ACTION ITEM> From the text on Vulture Peak below, reproduce word for word the part starting with "Mountain top in" and going on through "of his discourses.".

SELECTED EXTRACT>
Mountain top in India

The Vulture Peak (Pali: Gijjhakūṭa गिज्झकूट, Sanskrit: Gṛdhrakūṭa गृध्रकूट), also known as the Holy Eagle Peak or Gridhrakūta (or Gādhrakūta), was, according to Buddhist tradition, the Buddha's favorite retreat in Rajagaha – now Rajgir, located in Bihar, India. It is so named because it resembles a sitting vulture with its wings folded, and was the scene for many of his discourses.

== In Buddhist literature ==
Vulture Peak Mountain is, by tradition, one of several sites frequented by the Buddha and his community of disciples for both training and retreat. Its location is frequently mentioned in Buddhist texts in the Pāli Canon of Theravada Buddhism and in the Mahayana sutras as the place where the Buddha gave certain sermons. Among the sermons are the Heart Sutra, the Lotus Sutra and the Śūraṅgama Samādhi Sūtra as well as many prajnaparamita sutras. It is explicitly mentioned in the Lotus Sutra, chapter 16, as the Buddha's pure land:

And when the living have become faithful,
Honest and upright and gentle,
And wholeheartedly want to see the Buddha,
Even at the cost of their own lives,

Then, together with the assembly of monks
I appear on Holy Eagle Peak.

LISTED RECORDS>
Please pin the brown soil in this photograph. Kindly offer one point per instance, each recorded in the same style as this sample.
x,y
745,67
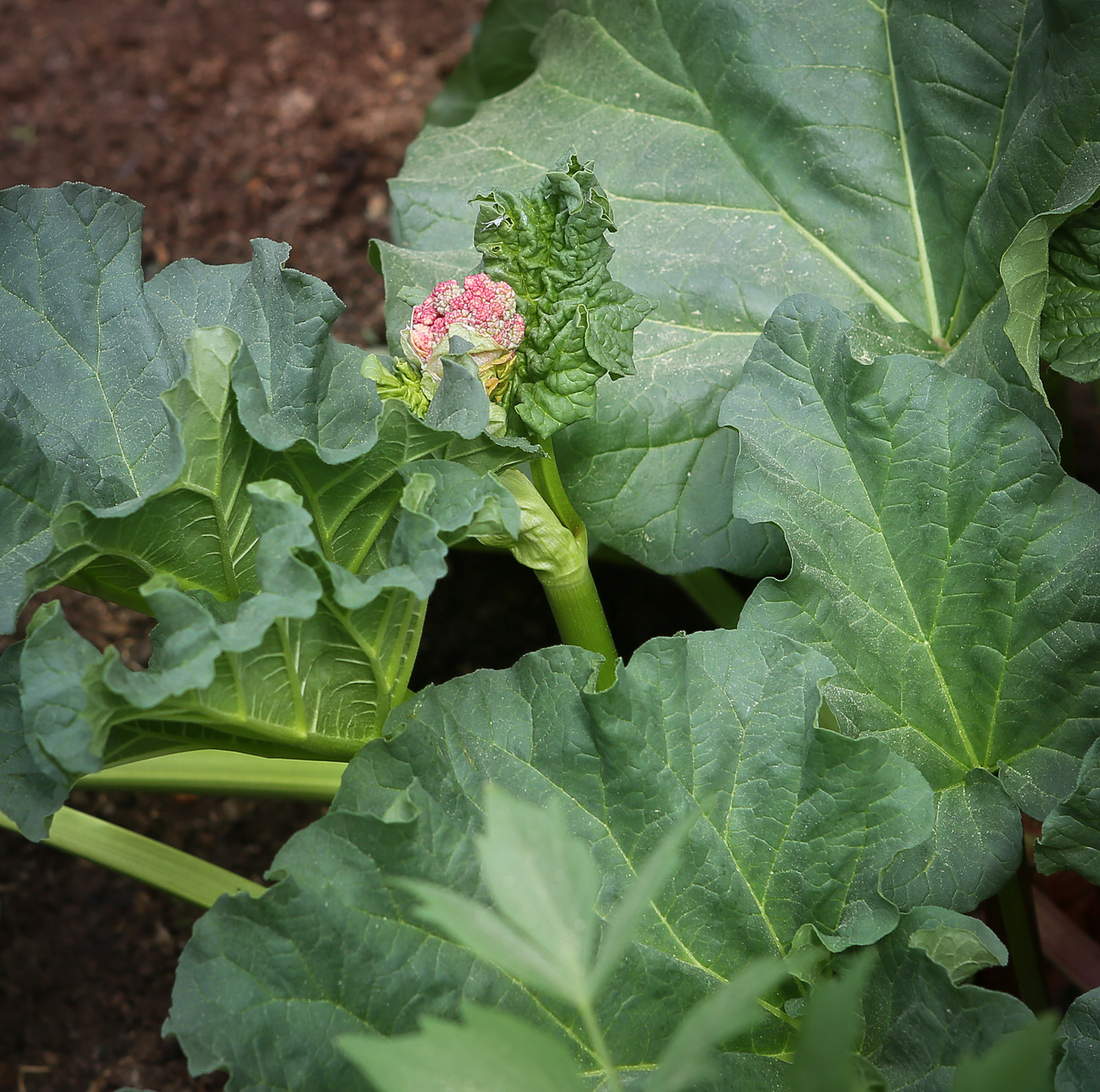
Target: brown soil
x,y
231,119
228,119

RESULT>
Mountain top in India

The Vulture Peak (Pali: Gijjhakūṭa गिज्झकूट, Sanskrit: Gṛdhrakūṭa गृध्रकूट), also known as the Holy Eagle Peak or Gridhrakūta (or Gādhrakūta), was, according to Buddhist tradition, the Buddha's favorite retreat in Rajagaha – now Rajgir, located in Bihar, India. It is so named because it resembles a sitting vulture with its wings folded, and was the scene for many of his discourses.